Text shown:
+ + + + +

Reference: https://www.biorxiv.org/content/10.1101/2024.09.25.614868v1

Installation
Usage
Examples
Python API usage
Questions & Troubleshooting
Disclaimer

Installation

Clone the repository git clone https://github.com/baker-laboratory/PLACER.git

The repository contains the model weights and the code is ready to run after an appropriate Python environment is set up.

Requirements

cuda-toolkit >= 12.1 pytorch = 2.3.*, build=cuda12 dgl = 2.4.0 opt_einsum = 3.4.0 openbabel = 3.1.1 networkx >= 3.2 numpy >= 1.2.6 pandas = 2.2.3 e3nn = 0.5.4

And for convenience: matplotlib, ipython, jupyterlab

Conda environment

A minimal conda environment for running PLACER: Create a new environment from envs/placer_env.yml:

conda env create -f envs/placer_env.yml

conda activate placer_env

For Mac users

A specific conda environment is necessary for running PLACER on the gpu of Apple Silicon using mps. It is based on SE3Transformer adapted for mps by YaoYingYing Create a new environment from envs/placer_env_mac.yml:

conda env create -f envs/placer_env_mac.yml

conda activate placer

Usage

PLACER is available as a commandline script, and as a Python module. For Python API usage, see below.

+ + + + +

Dataset entries:
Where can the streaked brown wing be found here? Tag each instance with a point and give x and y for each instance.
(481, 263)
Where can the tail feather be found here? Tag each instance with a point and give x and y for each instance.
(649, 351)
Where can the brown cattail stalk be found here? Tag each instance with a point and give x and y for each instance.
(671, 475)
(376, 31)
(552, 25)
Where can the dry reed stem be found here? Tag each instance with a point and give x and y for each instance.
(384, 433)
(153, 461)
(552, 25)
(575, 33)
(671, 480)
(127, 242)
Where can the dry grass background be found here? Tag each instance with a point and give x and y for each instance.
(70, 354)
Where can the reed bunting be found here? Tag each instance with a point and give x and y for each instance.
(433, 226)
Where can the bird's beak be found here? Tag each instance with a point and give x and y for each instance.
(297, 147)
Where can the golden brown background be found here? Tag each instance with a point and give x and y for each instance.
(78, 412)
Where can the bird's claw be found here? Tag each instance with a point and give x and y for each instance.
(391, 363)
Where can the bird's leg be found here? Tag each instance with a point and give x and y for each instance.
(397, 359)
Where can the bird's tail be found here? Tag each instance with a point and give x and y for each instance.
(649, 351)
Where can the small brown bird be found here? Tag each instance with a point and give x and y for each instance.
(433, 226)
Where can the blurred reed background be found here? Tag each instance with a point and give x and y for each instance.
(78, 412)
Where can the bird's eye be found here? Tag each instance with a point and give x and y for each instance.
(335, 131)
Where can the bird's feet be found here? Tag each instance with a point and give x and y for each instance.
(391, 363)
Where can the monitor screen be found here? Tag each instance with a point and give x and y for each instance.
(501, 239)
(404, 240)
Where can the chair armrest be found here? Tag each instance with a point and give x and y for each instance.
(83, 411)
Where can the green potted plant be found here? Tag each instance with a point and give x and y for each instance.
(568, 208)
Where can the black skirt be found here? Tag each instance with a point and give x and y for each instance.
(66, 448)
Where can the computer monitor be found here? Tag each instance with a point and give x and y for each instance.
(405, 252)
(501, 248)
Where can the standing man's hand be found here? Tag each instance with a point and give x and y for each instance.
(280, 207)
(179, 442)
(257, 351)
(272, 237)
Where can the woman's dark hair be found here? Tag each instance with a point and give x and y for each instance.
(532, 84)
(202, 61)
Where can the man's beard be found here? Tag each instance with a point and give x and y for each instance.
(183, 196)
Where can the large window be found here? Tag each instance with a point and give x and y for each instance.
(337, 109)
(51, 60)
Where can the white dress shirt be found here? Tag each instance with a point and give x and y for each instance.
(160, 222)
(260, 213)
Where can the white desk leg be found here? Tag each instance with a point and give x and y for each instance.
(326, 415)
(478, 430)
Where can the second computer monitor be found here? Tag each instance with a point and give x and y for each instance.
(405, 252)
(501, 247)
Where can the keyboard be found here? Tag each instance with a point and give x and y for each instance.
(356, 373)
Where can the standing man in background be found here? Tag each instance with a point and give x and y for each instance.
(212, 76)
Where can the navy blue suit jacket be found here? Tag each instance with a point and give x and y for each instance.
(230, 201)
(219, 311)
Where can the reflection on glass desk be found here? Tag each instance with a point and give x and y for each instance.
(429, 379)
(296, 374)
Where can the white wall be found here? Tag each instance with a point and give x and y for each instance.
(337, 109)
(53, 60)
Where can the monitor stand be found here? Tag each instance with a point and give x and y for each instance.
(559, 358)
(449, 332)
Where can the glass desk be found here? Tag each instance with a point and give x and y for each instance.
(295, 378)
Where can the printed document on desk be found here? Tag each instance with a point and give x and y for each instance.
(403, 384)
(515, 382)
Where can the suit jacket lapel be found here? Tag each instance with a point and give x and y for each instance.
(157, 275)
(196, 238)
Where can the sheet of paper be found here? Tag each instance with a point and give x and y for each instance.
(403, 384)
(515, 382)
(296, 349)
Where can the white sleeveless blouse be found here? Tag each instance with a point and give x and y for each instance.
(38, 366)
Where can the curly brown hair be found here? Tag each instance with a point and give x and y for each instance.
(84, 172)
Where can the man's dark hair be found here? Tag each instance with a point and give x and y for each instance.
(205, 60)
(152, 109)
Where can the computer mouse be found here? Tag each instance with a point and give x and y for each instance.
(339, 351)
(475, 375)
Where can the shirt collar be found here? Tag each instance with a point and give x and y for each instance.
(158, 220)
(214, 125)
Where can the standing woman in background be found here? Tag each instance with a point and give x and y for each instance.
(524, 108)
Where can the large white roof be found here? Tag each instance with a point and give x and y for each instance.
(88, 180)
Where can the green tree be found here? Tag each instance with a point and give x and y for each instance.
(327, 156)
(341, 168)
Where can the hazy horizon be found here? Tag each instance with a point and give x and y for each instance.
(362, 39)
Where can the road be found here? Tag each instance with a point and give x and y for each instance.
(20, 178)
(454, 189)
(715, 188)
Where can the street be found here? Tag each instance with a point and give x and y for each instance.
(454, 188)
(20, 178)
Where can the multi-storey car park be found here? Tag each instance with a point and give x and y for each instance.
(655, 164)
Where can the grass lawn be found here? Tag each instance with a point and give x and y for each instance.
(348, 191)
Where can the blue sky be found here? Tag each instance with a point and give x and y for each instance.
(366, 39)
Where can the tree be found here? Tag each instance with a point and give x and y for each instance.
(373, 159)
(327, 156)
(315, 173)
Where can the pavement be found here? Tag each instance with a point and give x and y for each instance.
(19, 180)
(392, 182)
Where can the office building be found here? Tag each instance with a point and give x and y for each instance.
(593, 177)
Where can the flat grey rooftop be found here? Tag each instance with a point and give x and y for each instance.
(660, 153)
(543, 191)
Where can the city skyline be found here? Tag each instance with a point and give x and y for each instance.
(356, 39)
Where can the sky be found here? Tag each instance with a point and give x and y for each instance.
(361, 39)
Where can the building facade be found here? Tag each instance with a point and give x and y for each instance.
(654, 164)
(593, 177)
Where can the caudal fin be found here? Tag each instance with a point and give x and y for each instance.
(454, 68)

+ + + + +

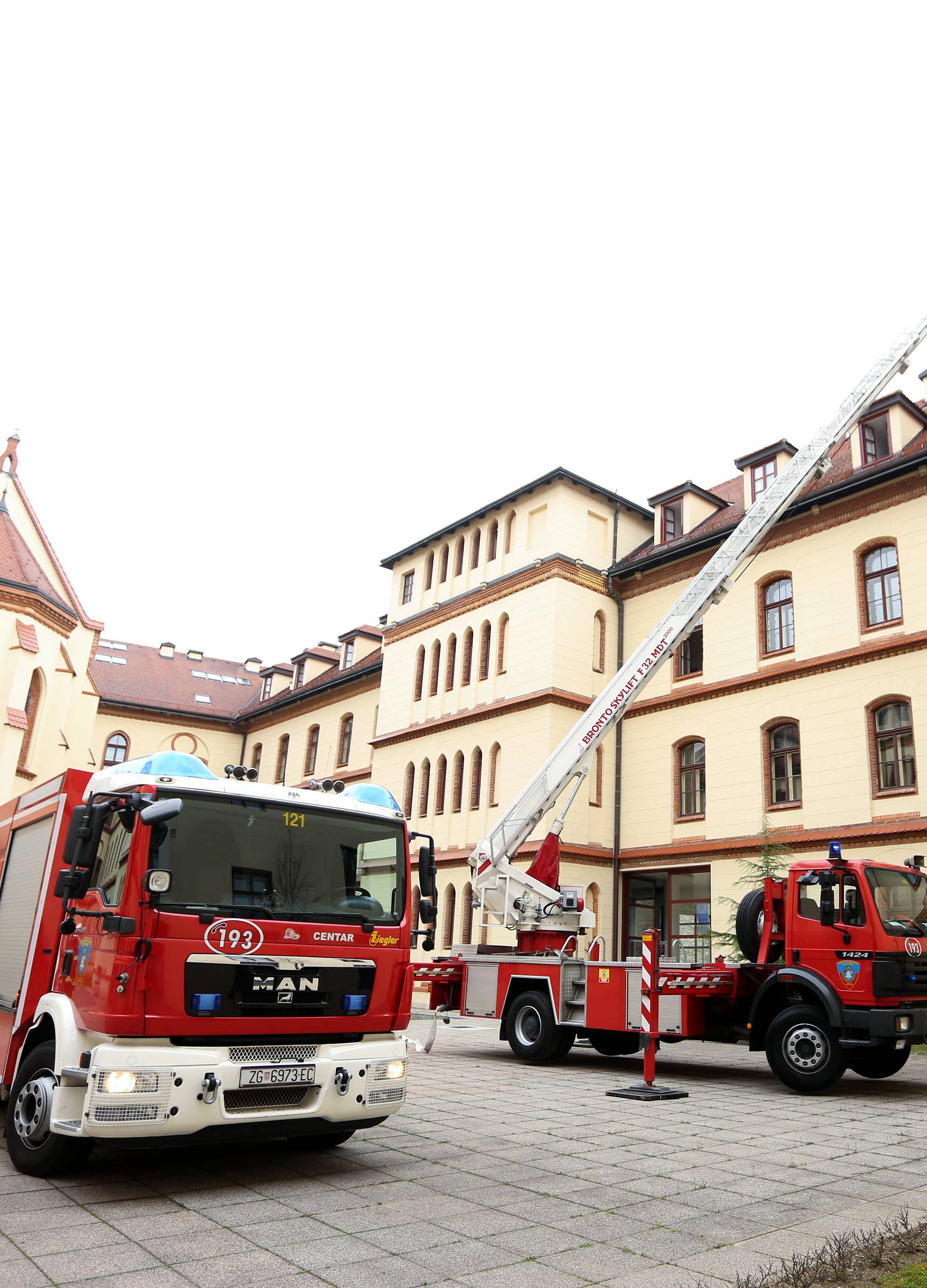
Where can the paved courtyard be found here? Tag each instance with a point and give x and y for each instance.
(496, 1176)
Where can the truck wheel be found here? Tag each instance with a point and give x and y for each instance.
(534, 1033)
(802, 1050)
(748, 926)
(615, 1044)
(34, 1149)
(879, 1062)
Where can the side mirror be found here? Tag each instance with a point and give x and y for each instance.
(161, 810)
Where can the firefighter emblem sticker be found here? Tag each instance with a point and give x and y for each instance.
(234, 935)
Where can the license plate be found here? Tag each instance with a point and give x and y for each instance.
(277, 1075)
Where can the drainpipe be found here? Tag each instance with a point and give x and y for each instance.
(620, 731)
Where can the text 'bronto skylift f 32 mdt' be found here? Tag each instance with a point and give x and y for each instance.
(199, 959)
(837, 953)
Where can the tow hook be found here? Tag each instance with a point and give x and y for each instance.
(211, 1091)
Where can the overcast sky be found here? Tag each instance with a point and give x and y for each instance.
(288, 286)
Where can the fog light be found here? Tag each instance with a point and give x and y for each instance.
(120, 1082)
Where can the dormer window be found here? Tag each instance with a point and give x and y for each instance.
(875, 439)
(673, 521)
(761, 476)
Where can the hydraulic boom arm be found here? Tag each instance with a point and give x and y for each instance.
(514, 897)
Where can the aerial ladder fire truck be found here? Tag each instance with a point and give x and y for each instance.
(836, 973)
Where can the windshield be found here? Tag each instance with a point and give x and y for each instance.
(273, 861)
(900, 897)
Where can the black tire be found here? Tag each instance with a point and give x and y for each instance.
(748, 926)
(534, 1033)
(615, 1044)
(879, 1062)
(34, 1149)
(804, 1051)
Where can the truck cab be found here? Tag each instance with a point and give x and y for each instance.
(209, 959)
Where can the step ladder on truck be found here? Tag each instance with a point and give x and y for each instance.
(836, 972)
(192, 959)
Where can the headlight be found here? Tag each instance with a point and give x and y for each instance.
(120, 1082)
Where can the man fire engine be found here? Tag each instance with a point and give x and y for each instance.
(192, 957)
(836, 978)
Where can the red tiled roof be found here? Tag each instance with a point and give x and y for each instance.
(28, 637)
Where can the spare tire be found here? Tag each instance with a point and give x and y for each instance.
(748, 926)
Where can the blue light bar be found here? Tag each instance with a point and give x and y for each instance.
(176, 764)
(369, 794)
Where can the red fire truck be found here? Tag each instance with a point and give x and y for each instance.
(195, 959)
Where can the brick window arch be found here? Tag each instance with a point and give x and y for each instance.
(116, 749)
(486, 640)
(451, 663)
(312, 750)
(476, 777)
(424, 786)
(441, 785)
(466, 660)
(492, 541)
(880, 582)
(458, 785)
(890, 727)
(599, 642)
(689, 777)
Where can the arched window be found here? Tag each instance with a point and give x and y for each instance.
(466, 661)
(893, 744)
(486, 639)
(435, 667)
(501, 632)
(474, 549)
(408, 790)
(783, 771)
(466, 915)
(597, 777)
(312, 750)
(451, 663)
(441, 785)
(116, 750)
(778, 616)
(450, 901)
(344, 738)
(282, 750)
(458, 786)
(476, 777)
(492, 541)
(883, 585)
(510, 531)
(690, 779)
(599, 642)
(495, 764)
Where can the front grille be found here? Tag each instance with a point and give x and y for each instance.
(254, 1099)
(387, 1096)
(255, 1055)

+ + + + +

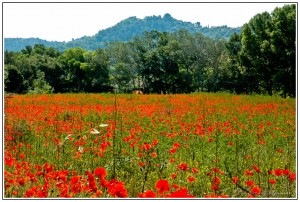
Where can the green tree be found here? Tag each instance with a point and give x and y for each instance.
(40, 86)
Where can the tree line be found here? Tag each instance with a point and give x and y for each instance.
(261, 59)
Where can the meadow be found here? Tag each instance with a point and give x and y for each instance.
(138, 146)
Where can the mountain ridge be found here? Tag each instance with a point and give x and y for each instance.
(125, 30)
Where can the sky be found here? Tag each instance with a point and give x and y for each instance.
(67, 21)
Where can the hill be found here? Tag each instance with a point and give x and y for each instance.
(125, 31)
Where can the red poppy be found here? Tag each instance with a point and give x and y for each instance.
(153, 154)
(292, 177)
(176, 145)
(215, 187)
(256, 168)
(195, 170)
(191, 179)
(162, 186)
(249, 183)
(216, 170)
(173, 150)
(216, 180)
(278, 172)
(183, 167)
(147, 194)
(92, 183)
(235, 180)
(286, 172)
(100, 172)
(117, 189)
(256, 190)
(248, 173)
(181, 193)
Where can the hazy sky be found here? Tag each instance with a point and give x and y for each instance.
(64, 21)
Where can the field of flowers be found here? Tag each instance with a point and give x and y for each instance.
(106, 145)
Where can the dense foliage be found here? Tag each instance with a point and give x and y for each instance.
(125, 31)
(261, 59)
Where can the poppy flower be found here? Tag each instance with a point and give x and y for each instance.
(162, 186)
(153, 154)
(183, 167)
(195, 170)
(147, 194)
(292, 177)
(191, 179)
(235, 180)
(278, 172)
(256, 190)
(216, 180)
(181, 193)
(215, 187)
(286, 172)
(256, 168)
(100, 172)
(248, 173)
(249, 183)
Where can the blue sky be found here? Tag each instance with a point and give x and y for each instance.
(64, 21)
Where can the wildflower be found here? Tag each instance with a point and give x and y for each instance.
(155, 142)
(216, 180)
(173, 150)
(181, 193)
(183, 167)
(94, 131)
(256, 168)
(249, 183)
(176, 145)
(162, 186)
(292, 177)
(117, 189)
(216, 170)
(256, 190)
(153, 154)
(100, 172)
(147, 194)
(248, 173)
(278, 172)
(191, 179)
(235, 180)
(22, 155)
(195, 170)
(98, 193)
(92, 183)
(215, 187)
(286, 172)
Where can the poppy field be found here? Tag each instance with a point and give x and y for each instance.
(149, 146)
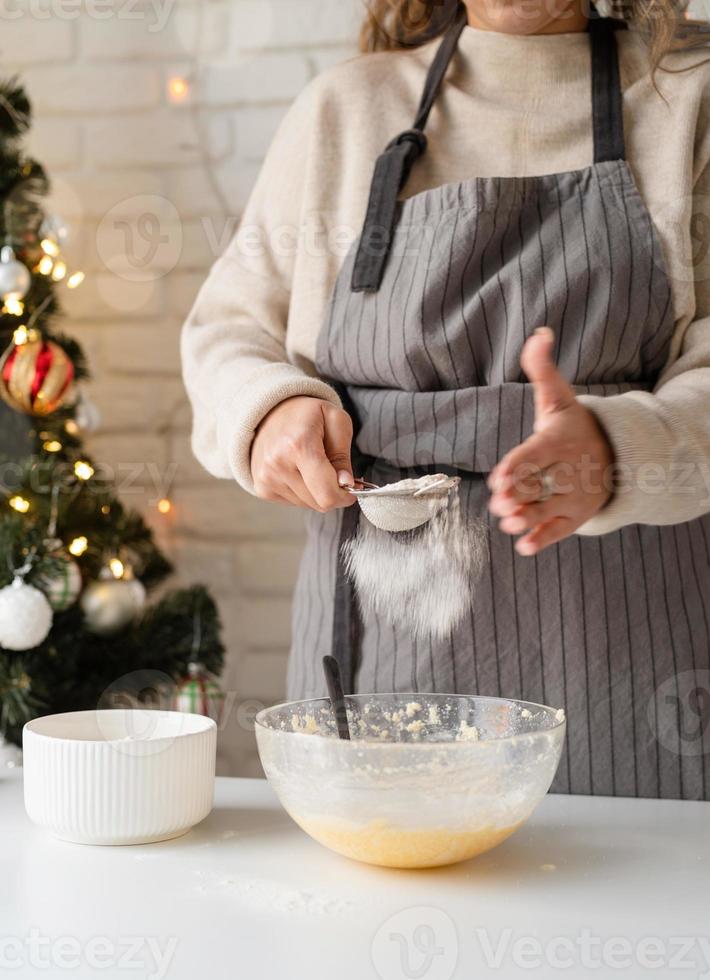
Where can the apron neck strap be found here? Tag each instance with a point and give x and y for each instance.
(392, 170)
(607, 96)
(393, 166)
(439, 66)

+ + + + +

Written instruction A:
Answer these questions about the PLACER installation text, each on its own line:
(i) Which version of dgl does it require?
(ii) Which file is used to create the environment for Mac users?
(iii) In which two forms is PLACER available?
Written instruction B: Find each line of the records that contains the word "ladder" and copy it.

Complete output A:
(i) 2.4.0
(ii) envs/placer_env_mac.yml
(iii) As a commandline script and as a Python module

Complete output B:
Where can the aerial ladder fire truck be found here? Tag each instance with a point and give x and y for each instance.
Where can the step ladder on truck be found here? Tag each instance with a point and give x and y for each instance.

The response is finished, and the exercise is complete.